**WHAT YOU WILL DO:**
Please reproduce the listing below word for word, leaving out the picture.

══ THE RECORDS ══

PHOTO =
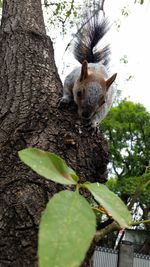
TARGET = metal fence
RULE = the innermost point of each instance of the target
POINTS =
(104, 257)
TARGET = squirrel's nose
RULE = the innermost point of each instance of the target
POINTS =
(86, 114)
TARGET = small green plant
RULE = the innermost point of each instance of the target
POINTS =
(68, 224)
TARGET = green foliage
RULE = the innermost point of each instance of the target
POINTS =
(67, 228)
(127, 129)
(68, 224)
(111, 203)
(49, 165)
(62, 14)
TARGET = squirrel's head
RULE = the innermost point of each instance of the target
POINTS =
(90, 91)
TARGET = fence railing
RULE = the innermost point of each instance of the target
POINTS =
(124, 257)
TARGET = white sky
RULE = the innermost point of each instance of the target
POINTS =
(132, 40)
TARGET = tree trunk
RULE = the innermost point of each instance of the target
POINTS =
(30, 116)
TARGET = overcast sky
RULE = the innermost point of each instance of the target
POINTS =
(131, 40)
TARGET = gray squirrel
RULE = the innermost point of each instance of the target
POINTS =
(90, 85)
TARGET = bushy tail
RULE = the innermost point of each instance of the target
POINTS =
(91, 32)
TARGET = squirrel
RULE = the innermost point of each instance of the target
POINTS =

═══

**IN RESPONSE:**
PHOTO =
TARGET = metal fence
RULE = the innermost point of each instance of the target
POINTS =
(104, 257)
TARGET = squirrel's nose
RULE = the innermost point of each instance of the target
POINTS =
(86, 114)
TARGET = small green plant
RULE = the innermost point of each instance of the target
POINTS =
(68, 224)
TARGET = green foliage
RULE = the innermost point of each instance of the target
POINTS =
(67, 228)
(127, 129)
(68, 224)
(111, 203)
(49, 165)
(62, 14)
TARGET = squirrel's head
RULE = the innermost point of each instance of the target
POINTS =
(90, 91)
TARGET = fence railing
RULE = the innermost point of each instance of the target
POINTS =
(124, 257)
TARGET = white sky
RULE = the innermost point of each instance of the target
POINTS =
(132, 40)
TARGET = tree trunk
RULE = the innermost point of each instance of the target
POINTS =
(30, 116)
TARGET = overcast sky
RULE = the innermost point of each instance of the target
POINTS =
(131, 40)
TARGET = gray squirrel
RULE = the innermost point of each instance of the target
POINTS =
(90, 85)
TARGET = bushy tail
RULE = the innermost point of each instance of the target
POINTS =
(91, 32)
TARGET = squirrel
RULE = the innermost point of each instance of the target
POINTS =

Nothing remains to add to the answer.